— Start Available data —
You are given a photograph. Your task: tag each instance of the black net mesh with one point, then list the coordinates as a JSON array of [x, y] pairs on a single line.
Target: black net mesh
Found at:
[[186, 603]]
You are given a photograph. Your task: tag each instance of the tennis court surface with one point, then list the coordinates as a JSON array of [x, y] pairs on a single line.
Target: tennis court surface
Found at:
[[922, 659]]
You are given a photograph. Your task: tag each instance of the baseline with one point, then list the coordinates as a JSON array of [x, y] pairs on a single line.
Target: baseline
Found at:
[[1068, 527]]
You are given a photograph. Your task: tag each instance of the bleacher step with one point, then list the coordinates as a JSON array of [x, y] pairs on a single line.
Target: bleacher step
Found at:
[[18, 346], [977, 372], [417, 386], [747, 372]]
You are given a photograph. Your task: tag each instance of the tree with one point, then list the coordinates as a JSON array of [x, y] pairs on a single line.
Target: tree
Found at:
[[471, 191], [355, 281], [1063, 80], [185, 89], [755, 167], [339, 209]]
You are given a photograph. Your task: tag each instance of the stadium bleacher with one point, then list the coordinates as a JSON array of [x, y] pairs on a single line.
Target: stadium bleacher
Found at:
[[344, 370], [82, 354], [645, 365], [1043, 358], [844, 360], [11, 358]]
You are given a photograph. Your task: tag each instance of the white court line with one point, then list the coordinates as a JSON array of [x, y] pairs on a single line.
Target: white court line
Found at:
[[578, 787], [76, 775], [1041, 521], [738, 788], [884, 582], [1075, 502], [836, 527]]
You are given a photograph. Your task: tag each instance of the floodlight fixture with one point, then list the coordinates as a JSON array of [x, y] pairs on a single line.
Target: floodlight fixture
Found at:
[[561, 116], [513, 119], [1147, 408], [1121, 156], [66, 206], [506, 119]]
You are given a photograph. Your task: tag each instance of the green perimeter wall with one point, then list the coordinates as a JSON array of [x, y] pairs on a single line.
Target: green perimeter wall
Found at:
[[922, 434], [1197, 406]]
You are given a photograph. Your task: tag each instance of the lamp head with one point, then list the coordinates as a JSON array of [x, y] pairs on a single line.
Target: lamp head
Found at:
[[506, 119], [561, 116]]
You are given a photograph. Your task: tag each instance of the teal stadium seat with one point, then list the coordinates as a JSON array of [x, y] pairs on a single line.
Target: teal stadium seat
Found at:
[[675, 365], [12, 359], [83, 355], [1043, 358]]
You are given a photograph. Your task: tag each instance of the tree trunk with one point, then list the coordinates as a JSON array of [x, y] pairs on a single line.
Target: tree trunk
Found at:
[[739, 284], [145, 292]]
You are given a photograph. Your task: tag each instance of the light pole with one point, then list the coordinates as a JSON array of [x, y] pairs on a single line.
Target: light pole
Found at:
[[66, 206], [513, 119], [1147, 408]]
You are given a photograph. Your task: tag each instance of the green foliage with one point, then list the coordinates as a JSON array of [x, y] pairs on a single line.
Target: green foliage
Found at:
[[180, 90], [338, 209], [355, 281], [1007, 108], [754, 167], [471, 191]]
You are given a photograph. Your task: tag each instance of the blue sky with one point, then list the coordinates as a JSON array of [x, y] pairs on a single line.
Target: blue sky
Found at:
— End Available data —
Do this:
Rewrite the listing from its first line through the line containing "206], [506, 119]]", including the requests, and raise every coordinate in the answers by 133.

Result:
You are given a photograph. Your task: tag each instance of the black net mesh with one point, then list the coordinates as a JSON array of [x, y] pairs on a single line.
Target: black net mesh
Found at:
[[319, 736]]
You are given a photograph. Your task: tag each instance of the tennis court surface with one point, then list the coordinates as a JSON array of [x, y] pairs on a single line.
Target: tennis court surface
Found at:
[[1055, 792]]
You are given a photograph. Your task: tag each instance of the baseline with one point, then list the coordinates as a JSON array of [x, y] pairs on a single line.
Target: baseline
Found at:
[[1201, 660]]
You are given a photograph. Your task: tag each instance of the bleacher step with one point, then list the coordinates as a JSON array of [x, y] pairs on a single line.
Target: bleacher step
Found at:
[[151, 479], [1110, 505], [550, 519], [880, 505]]
You are given a photograph. Your task: tag each instance of the tree with one point, then list the coordinates as a JSON array of [x, y] pairs on a single line.
Target: tree
Found at:
[[604, 324], [488, 414], [1196, 213], [318, 222], [888, 300], [472, 342]]
You are given a photograph. Your task: tag each instance of the stadium bleacher with one point, then list the coordinates as a JSON array of [x, y] pairs on a single line.
Target: stadium bleacher
Found at:
[[477, 503], [215, 487], [778, 498], [1176, 491], [977, 493], [144, 491]]
You are given a photograph. Your task: tag each instance of the white court line with one point, then list the coordinates as a JSON array of [x, y] pairs on a single line.
Target: white court line
Found at:
[[711, 920], [209, 908], [1174, 654], [871, 921], [1017, 715], [1208, 635], [969, 660]]
You are given a photograph. Your task: tag each instance of the floodlight fixture with one point, then list the coordinates as a JSON array of [x, y] pairs on a single line.
Target: floodlight fixture
Found at:
[[694, 249], [646, 252], [1280, 541], [1254, 289], [199, 339], [639, 252]]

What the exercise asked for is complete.